Pakistan’s overall cotton imports are seen climbing to at least 4m bales in the year that started on Aug 1, from 1.2m bales in the previous year due to an estimated 25 per cent drop in its own production
The Indian government’s purchases of cotton are set to plunge 89 per cent in the 2015/16 marketing year as local prices have jumped after crop failures forced neighbouring Pakistan to raise imports from the world’s biggest producer of the fibre.
The increase in shipments to Pakistan, Bangladesh and Vietnam will help India trim spending on cotton buys by nearly 140 billion Indian rupees ($2 billion) in the year that started on Oct 1, although the rise in volumes on the international market will cap recent gains in global prices.
“Prices have moved above the MSP (minimum support price) level in most states and farmers are selling to private players,” said BK Mishra, chairman and managing director of the state-run Cotton Corporation of India (CCI).
In a scheme to assist India’s cotton farmers, the CCI buys raw cotton fibre from them at INR 4,100 per 100 kilogramme, while in spot markets prices have risen to INR 4,300 to 4,800.
In the year to Sept 30, India spent INR 160 billion to buy 8.7 million bales at the MSP as top consumer China started slashing imports.

# # # #

Goal 1: Locate every line in the listing below that contains the word "Target", and copy each of those lines.

Data in this exercise:
# # # #

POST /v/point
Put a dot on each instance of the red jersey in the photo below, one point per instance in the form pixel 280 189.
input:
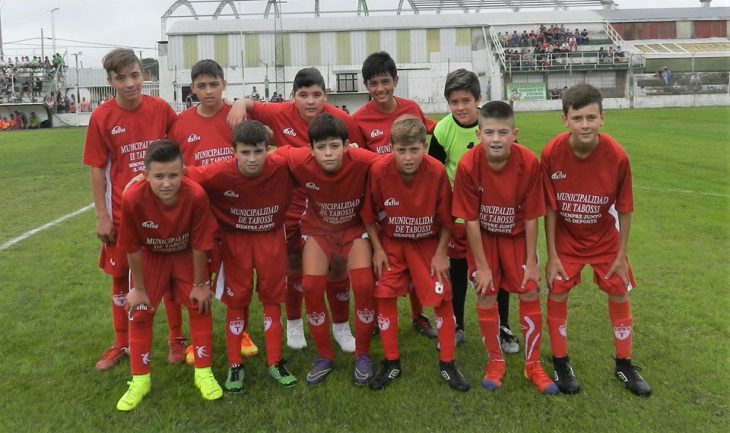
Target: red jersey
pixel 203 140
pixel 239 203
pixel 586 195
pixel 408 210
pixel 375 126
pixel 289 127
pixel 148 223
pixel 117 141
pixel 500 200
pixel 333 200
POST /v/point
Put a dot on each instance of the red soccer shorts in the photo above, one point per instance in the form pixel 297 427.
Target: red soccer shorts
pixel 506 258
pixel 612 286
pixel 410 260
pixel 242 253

# # # #

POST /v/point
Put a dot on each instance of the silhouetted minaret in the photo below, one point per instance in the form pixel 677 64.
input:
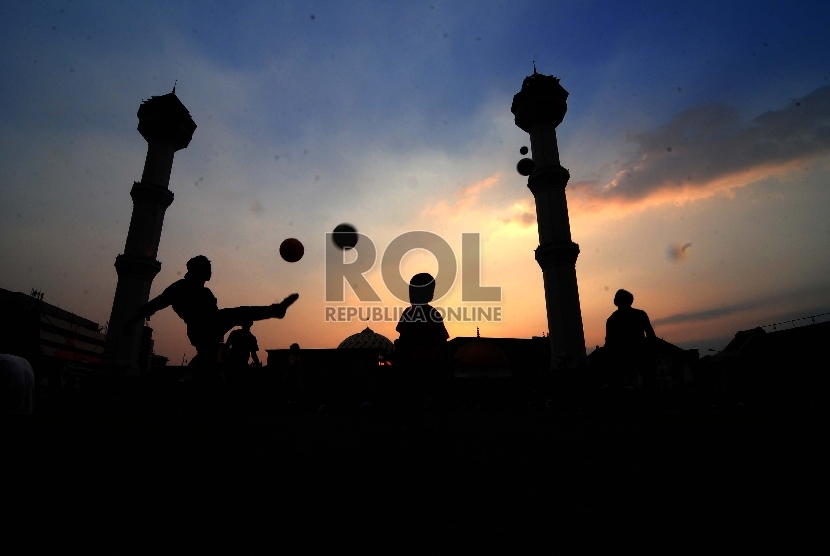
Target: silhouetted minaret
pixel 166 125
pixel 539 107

# # # #

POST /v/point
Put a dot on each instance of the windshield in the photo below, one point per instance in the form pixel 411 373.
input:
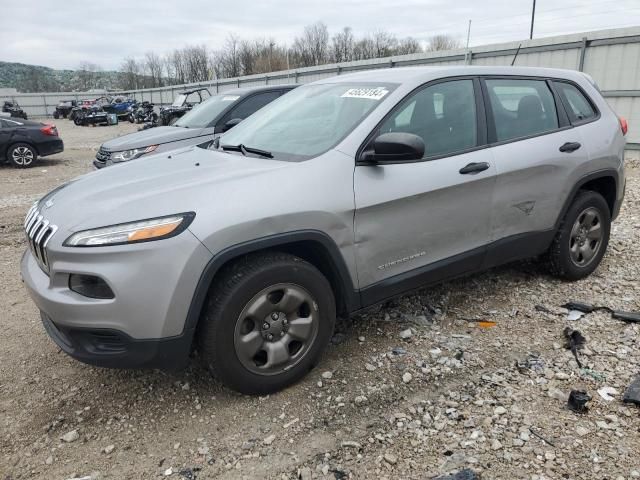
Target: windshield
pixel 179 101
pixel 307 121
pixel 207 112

# # # #

Goal 2: Retype the stretch of the cotton article above from "In a scheme" through "4,300 to 4,800.".

Worked answer 1:
Target: red jersey
Target: red soccer shorts
Target: silhouetted minaret
Target: windshield

Worked answer 2:
In a scheme to assist India’s cotton farmers, the CCI buys raw cotton fibre from them at INR 4,100 per 100 kilogramme, while in spot markets prices have risen to INR 4,300 to 4,800.